*Work request:* Set down the line that contains "Drop one point on every instance of the pile" and every line after it to the end of the entries, exactly as they stand and nothing more.

*Dataset excerpts:*
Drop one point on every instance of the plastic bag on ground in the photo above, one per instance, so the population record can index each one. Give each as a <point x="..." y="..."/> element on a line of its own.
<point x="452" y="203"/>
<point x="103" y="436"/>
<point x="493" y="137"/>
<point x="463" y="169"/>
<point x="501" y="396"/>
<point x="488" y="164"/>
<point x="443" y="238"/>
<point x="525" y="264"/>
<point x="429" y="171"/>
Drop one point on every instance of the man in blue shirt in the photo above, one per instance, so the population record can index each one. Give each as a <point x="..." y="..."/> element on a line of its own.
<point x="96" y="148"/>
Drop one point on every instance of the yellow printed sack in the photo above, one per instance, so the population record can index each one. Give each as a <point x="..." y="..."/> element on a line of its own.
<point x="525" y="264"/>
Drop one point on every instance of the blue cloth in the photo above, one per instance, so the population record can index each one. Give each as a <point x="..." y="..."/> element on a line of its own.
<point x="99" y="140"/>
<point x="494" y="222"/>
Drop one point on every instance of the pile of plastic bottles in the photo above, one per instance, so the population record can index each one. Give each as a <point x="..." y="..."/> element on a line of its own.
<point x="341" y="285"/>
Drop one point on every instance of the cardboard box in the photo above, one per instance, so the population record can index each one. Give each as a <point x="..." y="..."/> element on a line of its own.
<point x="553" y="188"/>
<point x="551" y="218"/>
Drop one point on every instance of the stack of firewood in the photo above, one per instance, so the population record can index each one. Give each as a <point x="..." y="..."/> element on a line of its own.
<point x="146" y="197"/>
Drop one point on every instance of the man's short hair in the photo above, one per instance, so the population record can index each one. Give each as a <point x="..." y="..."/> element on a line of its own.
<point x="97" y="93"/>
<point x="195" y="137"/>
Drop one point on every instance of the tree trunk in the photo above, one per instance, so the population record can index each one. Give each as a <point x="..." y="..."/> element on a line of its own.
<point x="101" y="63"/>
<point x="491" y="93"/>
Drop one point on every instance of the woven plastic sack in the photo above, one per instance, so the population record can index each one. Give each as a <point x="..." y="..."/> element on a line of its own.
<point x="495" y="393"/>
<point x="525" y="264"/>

*Exercise result:*
Drop one point on every instance of the pile of plastic bottles in the photo above, one per instance, so the population record can index each one. Give each as a <point x="..." y="..."/> element on a line of its own.
<point x="341" y="285"/>
Drop one point on every instance of the cardboard box in the photo above, one per instance, so the population record can index each one. Give each as a <point x="..." y="..."/> element on a line of its own.
<point x="553" y="188"/>
<point x="551" y="218"/>
Drop one point on every instance of the stack of firewood in the photo above, one per instance, so the population record can index each one. Give each as a <point x="..." y="..."/> element on a line of its own.
<point x="146" y="197"/>
Drop one point on every instance of the man's short hair in the photo above, one per instance, so the population record can index each one. Give each as a <point x="..." y="..."/> element on a line of its own.
<point x="97" y="93"/>
<point x="195" y="137"/>
Drop one point on every instance of the tree trunk in the photo above, one per instance, so the population record can index each one. Give each as a <point x="..." y="..."/> element on a line of its own.
<point x="101" y="63"/>
<point x="491" y="93"/>
Drop one point on every instance of the woven plastic sack in the photo above, one per instance, so the population record can index each one. Give each as a <point x="..." y="..."/> element on a line of its own.
<point x="495" y="393"/>
<point x="525" y="264"/>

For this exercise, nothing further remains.